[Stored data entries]
· · ·

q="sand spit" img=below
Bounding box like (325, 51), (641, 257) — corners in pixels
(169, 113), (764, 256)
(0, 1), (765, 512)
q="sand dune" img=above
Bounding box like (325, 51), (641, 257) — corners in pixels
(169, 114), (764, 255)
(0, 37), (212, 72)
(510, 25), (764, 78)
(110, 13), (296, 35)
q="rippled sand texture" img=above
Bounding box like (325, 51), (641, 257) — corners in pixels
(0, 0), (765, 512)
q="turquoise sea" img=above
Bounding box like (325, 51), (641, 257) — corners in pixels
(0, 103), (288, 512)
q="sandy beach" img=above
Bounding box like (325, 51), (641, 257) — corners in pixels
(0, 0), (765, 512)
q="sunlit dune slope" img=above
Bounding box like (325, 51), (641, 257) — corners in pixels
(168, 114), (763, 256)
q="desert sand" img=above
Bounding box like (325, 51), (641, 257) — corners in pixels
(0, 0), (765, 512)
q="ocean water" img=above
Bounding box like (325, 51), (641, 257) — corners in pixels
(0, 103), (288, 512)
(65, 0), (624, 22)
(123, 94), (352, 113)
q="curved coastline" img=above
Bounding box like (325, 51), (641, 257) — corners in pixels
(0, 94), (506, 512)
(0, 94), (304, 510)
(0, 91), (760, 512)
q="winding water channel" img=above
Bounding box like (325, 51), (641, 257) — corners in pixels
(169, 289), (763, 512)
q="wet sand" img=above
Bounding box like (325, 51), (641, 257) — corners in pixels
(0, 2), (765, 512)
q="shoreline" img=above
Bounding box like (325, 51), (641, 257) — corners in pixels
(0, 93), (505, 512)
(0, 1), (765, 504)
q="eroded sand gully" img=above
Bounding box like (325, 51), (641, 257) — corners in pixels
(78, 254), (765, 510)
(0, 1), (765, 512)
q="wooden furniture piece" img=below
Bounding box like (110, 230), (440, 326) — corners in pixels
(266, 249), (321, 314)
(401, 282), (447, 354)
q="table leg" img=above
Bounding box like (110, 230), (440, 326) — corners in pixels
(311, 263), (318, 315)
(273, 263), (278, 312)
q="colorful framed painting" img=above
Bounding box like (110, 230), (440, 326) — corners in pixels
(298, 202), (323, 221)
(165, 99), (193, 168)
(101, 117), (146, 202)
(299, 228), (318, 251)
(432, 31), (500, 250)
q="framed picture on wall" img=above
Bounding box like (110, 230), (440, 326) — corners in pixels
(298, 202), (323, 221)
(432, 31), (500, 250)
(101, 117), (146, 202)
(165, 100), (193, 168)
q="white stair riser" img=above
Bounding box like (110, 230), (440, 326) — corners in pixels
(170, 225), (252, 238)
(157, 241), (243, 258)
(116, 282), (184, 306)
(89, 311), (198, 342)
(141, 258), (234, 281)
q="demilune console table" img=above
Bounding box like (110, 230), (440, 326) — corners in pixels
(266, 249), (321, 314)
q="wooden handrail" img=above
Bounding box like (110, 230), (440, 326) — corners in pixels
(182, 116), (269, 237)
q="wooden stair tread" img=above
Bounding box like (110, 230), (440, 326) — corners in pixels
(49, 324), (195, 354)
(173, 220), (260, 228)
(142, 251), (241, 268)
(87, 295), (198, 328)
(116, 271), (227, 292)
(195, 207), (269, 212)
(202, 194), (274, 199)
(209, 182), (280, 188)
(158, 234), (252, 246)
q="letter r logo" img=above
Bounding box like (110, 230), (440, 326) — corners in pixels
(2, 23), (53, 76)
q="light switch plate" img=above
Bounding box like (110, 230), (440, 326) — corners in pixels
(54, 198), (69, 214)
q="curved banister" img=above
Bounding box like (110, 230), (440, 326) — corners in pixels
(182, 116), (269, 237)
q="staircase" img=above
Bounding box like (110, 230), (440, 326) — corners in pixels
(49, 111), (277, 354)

· · ·

Problem details:
Which lines in the data above contain the word "wooden"? Copy out every one of them.

Correct response:
q="wooden furniture piece" img=below
q="wooden handrail" img=above
q="wooden stair tread" img=above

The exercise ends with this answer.